* **Selected excerpt**
▽

November 5, 2007
By Amye walters
It’s no surprise that a man as driven as Matthew Weinschenk was honored with a Crystal Apple Excellence in Undergraduate Teaching Lecture Award in 2004. To him, the best aspect of the award is that his students bestowed it upon him. Just as these students hold Weinschenk in high regard, he feels the same toward them.
“The quality of the students here at Emory compares to those anywhere, at any school,” Weinschenk says. Quite a compliment from someone with Weinschenk’s educational background.
The only job Weinschenk applied for after receiving his Ph.D. in organic chemistry from Yale University was at Emory. He accepted the chemistry department’s lecturing position in 1999 and has been with Emory ever since.
The concern Weinschenk has for his students is obvious. Many are on the medical track and their grade in his course is of great importance. When low test scores come in, Weinschenk often turns to his wife, a psychiatrist and Emory graduate, for advice. She gives him tips on how best to approach students who are upset and disheartened by their grades.
Weinschenk always knew he would follow in his family’s footsteps, both in his career and athletics. His childhood friends will tell you that he learned to run because he didn’t have a bicycle. Weinschenk admits he ran long distances early on by keeping up alongside his friends who rode on bikes, but he says the true credit lies with his late father.
Weinschenk began running at age 5 by his dad’s side. “I wanted to copy my dad,” he says. A three-mile loop around a neighborhood lake was Weinschenk’s first accomplishment. His first half-marathon came when he was only 8 years old. Years later, he completed the renowned Chicago marathon.

△

* **Records shown**

▽

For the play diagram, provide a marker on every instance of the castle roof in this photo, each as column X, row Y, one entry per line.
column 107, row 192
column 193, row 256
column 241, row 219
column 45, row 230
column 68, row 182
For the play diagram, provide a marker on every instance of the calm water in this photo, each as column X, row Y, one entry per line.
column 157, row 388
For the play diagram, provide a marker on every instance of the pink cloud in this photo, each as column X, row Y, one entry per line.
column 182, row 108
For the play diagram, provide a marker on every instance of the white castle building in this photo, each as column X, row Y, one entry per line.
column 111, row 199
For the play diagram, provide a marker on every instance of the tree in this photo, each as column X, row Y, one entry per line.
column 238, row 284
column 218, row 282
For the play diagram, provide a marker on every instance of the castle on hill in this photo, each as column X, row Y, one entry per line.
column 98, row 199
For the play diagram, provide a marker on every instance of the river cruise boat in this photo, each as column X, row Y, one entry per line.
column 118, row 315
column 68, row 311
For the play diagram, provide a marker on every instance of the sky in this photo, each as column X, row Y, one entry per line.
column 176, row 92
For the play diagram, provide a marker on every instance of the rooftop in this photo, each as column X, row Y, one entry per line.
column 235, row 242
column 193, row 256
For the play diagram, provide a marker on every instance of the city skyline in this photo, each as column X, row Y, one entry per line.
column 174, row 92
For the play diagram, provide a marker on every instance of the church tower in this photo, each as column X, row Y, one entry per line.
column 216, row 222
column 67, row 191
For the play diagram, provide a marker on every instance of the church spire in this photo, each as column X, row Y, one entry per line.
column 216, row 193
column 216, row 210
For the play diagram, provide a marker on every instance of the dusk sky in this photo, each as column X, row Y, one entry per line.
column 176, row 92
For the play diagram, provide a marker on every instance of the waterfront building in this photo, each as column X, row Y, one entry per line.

△

From the profile of Matthew Weinschenk, return the passage starting at "Weinschenk always knew" and ending at "renowned Chicago marathon.", copied word for word.

Weinschenk always knew he would follow in his family’s footsteps, both in his career and athletics. His childhood friends will tell you that he learned to run because he didn’t have a bicycle. Weinschenk admits he ran long distances early on by keeping up alongside his friends who rode on bikes, but he says the true credit lies with his late father.
Weinschenk began running at age 5 by his dad’s side. “I wanted to copy my dad,” he says. A three-mile loop around a neighborhood lake was Weinschenk’s first accomplishment. His first half-marathon came when he was only 8 years old. Years later, he completed the renowned Chicago marathon.